- DOCUMENTO -
Acórdão nº 213/08.7TJVNF-A.P1.S1 de Supremo Tribunal de Justiça (Portugal), 26 de Setembro de 2013

Magistrado ResponsávelORLANDO AFONSO
Data da Resolução26 de Setembro de 2013
EmissorSupremo Tribunal de Justiça (Portugal)

ACÓRDÃO Acordam os Juízes no Supremo Tribunal de Justiça: A) Relatório: Pelo 5ºjuízo cível do Tribunal Judicial da comarca de Vila nova de Famalicão corre, por apenso, processo de oposição à execução para pagamento de quantia certa deduzido por AA, Lda., identificada nos autos, contra BB, Lda.

, também identificada nos autos, alegando que nunca teve qualquer relação comercial com a exequente, que nunca contraiu ou assumiu qualquer dívida para com ela, que nada lhe deve e que ela, exequente, se apoderou abusivamente da letra dada à execução, tendo-a apresentado a pagamento e, depois, instaurado a acção executiva de que esta oposição é dependência.

Concluiu pugnando pela procedência da oposição, pela extinção da execução e pela condenação da exequente como litigante de má fé, em multa não inferior a 100 UC e indemnização não inferior a 3.000,00 €.

A exequente, notificada, contestou a oposição, alegando que a letra dada à execução foi emitida na sequência de um acordo que não foi cumprido e que a executada decidiu assumir juntamente com os primeiros devedores.

Terminou defendendo a improcedência da oposição à execução, o prosseguimento da acção executiva e requereu a condenação da executada como litigante de má fé, em multa e indemnização condignas, a segunda não inferior a 5.000,00 €.

Saneado o processo procedeu-se à realização da audiência de discussão e julgamento de acordo com as formalidades legais, conforme da acta consta, no termo da qual, após produção da prova, foi proferido despacho de fixação da matéria de facto dada como provada e como não provada, sem reclamação das partes.

Seguiu-se a prolação de sentença que: Julgou a oposição improcedente. e condenou a oponente, como litigante de má fé, em 4 UC de multa e em 2.000,00 € de indemnização a favor da exequente, sendo 1.500,00 € para pagamento de honorários e 500,00 € por encargos.

Inconformada, a executada interpôs o recurso de apelação tendo o Tribunal da Relação decidido julgar improcedente a apelação confirmando a sentença recorrida.

- EXERCÍCIO BREVE A -
Determine quantas linhas contêm a palavra "stone", distinguindo maiúsculas de minúsculas, e responda apenas com o número.
O acórdão e as linhas provêm de fontes diferentes.

- LINHAS FORNECIDAS -
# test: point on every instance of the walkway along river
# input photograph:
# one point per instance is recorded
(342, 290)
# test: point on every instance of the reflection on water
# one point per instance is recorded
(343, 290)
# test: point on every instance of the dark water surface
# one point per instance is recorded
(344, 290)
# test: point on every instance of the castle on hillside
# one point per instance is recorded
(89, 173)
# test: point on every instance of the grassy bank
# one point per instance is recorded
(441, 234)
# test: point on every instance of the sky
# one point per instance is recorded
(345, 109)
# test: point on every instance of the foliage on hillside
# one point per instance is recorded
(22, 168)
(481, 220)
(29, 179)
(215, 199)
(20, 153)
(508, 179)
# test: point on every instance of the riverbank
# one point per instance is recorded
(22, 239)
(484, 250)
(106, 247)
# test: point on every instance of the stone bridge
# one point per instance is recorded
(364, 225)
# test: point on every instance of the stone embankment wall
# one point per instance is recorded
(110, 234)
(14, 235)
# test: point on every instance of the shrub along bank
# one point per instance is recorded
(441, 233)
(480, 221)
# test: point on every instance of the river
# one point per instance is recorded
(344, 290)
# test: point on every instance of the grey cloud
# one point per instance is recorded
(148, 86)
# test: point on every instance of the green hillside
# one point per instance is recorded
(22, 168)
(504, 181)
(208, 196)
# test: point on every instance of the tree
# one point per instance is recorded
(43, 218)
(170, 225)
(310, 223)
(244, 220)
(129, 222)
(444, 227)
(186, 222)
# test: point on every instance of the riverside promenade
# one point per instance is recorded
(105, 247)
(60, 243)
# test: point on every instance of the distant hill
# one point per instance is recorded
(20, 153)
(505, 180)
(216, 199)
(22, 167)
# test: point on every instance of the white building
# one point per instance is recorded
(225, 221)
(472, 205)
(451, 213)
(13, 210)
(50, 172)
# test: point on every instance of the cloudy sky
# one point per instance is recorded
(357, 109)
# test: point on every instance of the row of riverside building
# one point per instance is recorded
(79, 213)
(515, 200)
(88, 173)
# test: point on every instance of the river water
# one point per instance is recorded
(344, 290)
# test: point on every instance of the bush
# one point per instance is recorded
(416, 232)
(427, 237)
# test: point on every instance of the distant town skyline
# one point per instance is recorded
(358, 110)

--

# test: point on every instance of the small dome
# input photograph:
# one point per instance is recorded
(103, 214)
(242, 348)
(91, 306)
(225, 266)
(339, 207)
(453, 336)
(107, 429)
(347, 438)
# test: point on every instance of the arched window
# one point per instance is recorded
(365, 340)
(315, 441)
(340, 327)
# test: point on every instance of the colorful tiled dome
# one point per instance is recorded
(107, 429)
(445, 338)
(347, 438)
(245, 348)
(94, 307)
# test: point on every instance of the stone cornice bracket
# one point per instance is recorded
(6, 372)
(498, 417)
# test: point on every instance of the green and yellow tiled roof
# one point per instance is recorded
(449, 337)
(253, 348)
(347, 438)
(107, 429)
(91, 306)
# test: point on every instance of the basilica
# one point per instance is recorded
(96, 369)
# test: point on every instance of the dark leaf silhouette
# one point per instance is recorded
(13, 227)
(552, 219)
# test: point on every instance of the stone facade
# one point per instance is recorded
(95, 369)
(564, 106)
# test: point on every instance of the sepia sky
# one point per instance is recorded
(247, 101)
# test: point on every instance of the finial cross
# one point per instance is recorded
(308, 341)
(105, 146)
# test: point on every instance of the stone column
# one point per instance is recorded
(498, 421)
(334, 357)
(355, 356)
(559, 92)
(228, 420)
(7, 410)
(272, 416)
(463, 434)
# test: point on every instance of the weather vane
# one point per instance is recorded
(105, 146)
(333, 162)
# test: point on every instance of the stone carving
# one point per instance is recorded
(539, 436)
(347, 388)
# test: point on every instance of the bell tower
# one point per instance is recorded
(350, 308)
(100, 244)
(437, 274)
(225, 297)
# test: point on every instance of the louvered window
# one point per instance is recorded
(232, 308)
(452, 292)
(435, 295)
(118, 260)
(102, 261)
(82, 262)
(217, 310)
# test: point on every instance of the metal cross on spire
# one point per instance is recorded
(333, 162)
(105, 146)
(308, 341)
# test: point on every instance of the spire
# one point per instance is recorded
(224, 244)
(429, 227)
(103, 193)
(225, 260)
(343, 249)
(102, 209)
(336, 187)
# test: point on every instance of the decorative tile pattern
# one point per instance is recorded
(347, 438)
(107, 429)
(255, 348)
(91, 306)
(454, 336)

--

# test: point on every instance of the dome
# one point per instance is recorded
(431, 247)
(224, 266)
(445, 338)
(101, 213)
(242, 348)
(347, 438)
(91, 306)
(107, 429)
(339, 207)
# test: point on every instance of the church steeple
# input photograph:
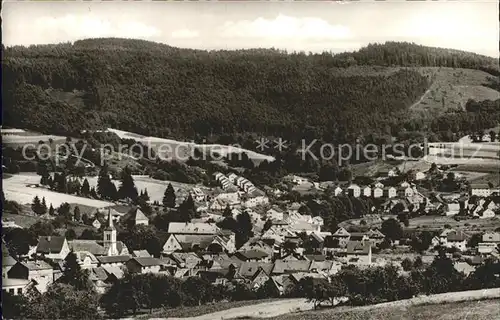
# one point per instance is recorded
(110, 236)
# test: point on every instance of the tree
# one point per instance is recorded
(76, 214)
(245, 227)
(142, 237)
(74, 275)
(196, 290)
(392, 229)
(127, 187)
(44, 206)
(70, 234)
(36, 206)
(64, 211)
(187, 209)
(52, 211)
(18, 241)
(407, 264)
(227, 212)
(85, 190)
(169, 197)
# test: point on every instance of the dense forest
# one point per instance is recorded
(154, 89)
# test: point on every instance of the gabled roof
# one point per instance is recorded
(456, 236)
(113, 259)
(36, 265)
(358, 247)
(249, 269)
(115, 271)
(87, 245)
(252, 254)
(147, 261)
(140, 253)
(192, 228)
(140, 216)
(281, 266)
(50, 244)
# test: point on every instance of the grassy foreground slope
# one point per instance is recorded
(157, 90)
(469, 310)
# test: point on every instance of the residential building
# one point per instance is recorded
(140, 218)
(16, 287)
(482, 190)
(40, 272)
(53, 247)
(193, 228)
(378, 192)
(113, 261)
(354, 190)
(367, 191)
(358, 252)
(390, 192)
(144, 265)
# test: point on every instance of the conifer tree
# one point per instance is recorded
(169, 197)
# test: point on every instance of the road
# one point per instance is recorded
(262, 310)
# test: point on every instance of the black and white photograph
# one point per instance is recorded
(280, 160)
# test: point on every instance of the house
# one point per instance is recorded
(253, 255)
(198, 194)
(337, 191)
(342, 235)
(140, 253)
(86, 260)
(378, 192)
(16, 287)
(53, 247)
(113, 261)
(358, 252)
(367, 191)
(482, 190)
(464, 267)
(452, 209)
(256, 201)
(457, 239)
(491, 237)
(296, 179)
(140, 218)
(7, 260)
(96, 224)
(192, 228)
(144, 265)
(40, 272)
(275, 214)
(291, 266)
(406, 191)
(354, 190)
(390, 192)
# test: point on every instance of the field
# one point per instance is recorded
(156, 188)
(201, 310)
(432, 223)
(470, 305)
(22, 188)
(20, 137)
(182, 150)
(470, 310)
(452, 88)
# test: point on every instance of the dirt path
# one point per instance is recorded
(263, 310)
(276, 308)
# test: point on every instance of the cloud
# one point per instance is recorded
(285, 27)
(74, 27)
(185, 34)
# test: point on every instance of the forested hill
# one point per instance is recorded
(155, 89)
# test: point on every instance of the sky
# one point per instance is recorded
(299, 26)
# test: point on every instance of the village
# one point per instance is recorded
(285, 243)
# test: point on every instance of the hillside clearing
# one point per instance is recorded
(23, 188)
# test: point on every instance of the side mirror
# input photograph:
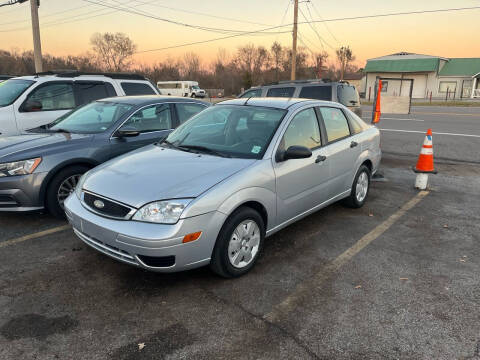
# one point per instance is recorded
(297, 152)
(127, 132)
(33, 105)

- EXERCÍCIO BREVE B -
Prolongue o acórdão sobre a oposição à execução a partir do ponto em que termina.

- RESPOSTA ESCRITA A -
6

- RESPOSTA ESCRITA B -
Inconformada interpôs a executada revista excepcional alegando, em conclusão, o seguinte: I. A Recorrente interpôs recurso de apelação da sentença proferida na primeira instância, na qual se considerou exequível o título dado à Recorrida - exequente em garantia de uma dívida de sociedade terceira, a despeito do disposto no art. 6º , n° 3 do Código das Sociedades Comerciais, com referência ao art. 294° do Código Civil.

II.O acórdão do Tribunal da Relação do Porto confirmou, assim, a sentença recorrida que julgou improcedente, por não provada a oposição à execução apresentada pela executada, condenando-a ao pagamento de uma multa de 4 UCs e ao pagamento de uma indemnização de € 2.000,00 sendo €1.500,00 de honorários para a mandatária da exequente e € 500,00 por encargos próprios desta.

  1. Ao proferir o acórdão, entendeu o Tribunal da Relação que "a assunção (cumulativa) de uma dívida (de outras sociedades) por parte de uma sociedade comercial traduz a constituição de uma garantia conferida ao credor" e que "não é pelo simples facto de ter garantido uma dívida de terceiros que, sem mais, o respectivo acto (no caso, a assunção da dívida) deva ser considerado contrário ao fim e interesse da sociedade que o prestou, ainda que dele não decorra uma vantagem económica imediata para esta.

    IV.Mais referiu que competia à ora Recorrente alegar e fazer a prova de que a assunção de dívida foi contrária ao seu fim social, ou seja, ao seu próprio interesse, para efeito de ser verificada a nulidade invocada, por violação do art. 6º , n° 3 do Código das Sociedades Comerciais com referência ao art. 294° do Código Civil.

    V.E que a alegação de nulidade, por parte da Recorrente, constitui abuso de direito.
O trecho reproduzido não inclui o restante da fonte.